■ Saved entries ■
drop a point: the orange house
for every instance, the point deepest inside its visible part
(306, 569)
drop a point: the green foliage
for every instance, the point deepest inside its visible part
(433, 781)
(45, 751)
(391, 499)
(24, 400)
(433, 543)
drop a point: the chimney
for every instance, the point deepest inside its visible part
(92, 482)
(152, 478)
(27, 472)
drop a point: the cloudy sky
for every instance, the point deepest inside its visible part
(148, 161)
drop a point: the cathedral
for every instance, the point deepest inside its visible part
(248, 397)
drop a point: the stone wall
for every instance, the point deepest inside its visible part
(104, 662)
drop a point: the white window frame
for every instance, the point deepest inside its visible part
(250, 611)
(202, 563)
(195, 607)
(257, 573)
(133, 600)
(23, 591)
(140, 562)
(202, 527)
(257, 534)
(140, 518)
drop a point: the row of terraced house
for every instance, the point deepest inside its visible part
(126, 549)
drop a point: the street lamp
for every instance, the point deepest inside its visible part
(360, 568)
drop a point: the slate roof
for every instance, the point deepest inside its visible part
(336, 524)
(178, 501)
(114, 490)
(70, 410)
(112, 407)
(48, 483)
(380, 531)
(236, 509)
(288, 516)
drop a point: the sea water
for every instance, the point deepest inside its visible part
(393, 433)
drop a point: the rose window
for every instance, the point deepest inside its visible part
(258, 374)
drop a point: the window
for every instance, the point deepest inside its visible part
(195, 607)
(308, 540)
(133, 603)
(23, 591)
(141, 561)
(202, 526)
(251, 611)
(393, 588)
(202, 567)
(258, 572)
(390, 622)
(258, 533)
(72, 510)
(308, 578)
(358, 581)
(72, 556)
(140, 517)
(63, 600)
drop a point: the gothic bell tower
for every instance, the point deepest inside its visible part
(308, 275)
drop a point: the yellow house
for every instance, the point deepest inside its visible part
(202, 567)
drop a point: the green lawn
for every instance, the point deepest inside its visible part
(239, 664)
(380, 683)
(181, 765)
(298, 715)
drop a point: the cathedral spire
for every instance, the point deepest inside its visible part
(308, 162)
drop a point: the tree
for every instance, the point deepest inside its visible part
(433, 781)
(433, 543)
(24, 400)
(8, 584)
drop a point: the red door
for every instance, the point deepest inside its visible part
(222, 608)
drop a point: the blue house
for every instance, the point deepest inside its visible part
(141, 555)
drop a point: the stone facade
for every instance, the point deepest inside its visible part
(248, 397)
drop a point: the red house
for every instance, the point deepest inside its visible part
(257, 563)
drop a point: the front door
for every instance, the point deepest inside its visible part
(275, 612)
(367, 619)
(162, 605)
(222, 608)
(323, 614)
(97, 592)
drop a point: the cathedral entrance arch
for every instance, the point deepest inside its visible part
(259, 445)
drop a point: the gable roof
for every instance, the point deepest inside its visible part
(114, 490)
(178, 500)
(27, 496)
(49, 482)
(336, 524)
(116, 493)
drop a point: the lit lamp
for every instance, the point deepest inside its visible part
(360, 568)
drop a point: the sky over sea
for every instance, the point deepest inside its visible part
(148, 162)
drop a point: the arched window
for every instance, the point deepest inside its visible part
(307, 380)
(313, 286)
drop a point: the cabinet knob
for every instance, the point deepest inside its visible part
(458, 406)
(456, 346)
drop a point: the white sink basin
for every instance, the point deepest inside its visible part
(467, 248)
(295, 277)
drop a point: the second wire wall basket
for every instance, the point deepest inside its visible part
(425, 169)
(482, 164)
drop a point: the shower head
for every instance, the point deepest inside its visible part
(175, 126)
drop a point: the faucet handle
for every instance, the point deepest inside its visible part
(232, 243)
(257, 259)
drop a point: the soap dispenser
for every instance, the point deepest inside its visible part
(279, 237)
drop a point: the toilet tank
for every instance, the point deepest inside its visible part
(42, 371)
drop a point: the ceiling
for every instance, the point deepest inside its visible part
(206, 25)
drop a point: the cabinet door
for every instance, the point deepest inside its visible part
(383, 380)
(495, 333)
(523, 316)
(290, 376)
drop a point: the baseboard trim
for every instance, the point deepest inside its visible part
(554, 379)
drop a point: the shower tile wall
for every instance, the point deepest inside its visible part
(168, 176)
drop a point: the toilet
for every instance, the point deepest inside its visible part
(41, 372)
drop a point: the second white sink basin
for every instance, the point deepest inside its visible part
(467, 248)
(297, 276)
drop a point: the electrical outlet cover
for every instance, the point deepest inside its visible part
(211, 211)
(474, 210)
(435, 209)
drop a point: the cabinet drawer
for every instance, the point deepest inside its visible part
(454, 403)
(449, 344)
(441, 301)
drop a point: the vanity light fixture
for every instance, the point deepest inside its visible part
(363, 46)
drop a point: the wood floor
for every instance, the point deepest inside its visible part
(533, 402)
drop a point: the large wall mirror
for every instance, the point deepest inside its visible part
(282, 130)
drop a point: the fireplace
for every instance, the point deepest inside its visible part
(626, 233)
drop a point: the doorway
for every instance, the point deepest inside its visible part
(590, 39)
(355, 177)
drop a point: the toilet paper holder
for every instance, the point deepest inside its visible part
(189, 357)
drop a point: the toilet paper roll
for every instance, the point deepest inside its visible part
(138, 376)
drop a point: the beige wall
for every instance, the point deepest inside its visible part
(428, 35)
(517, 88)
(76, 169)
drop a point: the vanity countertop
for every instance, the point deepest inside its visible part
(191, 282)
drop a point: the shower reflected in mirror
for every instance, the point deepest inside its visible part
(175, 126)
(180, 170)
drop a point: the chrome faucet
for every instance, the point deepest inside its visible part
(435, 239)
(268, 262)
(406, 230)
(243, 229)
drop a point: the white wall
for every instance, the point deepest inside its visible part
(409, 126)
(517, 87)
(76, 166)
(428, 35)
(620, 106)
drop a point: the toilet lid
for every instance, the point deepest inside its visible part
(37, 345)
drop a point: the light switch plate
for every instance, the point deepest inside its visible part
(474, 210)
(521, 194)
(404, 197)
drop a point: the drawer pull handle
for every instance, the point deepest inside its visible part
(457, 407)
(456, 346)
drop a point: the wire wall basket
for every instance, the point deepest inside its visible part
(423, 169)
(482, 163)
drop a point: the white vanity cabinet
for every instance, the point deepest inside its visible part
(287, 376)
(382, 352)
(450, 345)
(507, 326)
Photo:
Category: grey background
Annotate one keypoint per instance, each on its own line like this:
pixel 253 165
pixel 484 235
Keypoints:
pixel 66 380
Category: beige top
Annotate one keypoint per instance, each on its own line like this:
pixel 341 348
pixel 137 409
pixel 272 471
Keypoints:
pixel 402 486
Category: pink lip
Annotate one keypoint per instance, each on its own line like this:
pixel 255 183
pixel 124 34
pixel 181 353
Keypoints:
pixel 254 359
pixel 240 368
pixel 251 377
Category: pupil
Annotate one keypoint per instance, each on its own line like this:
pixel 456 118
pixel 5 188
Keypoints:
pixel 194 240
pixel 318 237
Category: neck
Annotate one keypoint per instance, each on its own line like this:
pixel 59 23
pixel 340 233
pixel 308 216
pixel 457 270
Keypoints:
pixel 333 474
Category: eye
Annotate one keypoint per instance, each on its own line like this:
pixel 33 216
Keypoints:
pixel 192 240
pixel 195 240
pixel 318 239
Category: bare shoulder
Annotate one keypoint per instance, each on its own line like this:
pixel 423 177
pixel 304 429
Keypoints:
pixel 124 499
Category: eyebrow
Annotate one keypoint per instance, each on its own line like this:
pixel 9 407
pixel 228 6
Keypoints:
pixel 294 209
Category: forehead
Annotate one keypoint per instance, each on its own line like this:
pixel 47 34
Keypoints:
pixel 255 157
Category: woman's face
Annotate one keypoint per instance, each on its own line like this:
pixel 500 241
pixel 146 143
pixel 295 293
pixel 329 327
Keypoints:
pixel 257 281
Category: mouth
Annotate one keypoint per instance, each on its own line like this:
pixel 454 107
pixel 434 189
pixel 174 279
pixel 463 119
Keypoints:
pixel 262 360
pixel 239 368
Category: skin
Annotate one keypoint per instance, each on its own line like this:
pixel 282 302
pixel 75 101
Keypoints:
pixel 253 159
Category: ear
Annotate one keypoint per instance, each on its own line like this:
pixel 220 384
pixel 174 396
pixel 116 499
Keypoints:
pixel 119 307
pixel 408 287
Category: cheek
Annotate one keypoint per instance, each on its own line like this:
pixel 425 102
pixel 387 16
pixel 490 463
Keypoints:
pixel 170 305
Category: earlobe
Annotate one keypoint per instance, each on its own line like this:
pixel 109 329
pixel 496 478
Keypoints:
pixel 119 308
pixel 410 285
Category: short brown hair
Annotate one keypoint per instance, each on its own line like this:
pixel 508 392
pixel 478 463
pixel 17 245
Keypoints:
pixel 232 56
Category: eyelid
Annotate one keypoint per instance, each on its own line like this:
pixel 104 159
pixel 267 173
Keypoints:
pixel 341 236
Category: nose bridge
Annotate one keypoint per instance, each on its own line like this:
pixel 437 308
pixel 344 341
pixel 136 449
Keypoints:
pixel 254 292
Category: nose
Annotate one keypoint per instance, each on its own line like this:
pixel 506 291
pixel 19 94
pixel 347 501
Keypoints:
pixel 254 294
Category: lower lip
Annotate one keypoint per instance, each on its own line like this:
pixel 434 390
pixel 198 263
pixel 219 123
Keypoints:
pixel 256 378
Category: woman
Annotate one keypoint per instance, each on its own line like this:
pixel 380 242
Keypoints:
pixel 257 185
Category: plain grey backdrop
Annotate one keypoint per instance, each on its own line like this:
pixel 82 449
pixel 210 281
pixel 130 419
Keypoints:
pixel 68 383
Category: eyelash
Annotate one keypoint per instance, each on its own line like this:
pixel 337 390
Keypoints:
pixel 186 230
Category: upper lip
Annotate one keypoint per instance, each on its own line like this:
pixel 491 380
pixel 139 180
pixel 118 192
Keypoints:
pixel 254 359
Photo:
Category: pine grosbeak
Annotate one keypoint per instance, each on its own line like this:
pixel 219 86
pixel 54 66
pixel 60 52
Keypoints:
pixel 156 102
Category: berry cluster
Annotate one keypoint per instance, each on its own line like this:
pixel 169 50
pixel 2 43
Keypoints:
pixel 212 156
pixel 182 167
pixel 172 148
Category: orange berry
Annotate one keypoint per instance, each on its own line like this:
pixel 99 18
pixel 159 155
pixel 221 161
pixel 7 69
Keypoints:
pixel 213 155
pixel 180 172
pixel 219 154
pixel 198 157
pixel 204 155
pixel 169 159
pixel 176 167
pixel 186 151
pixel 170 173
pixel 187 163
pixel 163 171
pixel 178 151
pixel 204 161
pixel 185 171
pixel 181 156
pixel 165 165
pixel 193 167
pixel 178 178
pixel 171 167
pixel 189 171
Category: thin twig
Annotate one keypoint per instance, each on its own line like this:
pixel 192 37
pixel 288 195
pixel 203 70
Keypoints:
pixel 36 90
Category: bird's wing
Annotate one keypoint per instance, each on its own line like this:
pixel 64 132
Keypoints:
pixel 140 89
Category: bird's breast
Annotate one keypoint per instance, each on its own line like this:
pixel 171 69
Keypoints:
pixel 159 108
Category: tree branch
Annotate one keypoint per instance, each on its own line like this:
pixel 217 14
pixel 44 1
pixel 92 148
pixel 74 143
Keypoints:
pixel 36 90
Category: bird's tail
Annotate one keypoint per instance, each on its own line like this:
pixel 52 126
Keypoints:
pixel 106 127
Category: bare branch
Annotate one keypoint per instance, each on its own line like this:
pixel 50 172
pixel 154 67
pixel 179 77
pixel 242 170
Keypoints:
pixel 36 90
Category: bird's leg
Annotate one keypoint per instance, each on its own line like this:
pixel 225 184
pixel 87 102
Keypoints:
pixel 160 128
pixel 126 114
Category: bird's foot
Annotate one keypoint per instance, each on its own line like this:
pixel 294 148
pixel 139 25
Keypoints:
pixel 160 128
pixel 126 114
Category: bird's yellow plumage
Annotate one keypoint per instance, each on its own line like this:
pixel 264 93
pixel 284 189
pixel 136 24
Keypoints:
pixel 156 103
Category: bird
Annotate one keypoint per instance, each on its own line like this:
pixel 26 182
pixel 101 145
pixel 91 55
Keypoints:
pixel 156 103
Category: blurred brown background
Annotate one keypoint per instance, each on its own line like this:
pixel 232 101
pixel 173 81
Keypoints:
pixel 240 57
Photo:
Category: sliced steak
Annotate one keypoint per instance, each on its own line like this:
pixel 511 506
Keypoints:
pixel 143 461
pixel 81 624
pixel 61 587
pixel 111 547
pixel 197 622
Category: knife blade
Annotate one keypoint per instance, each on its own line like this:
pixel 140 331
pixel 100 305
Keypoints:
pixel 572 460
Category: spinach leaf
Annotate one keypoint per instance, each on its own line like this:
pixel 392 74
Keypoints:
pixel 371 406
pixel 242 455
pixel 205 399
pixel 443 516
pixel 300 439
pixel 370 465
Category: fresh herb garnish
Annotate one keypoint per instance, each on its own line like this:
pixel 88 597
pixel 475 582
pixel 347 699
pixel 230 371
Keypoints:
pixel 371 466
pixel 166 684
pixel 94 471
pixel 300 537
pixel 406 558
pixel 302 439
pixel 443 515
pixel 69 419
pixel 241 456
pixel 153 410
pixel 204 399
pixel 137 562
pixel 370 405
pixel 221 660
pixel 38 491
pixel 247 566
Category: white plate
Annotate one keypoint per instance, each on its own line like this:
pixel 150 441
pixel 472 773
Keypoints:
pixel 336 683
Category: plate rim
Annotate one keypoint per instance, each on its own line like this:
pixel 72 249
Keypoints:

■ Aim of the exercise ■
Go through the entries line by line and count those with "mirror". Give only the count.

■ Response for this exercise ■
2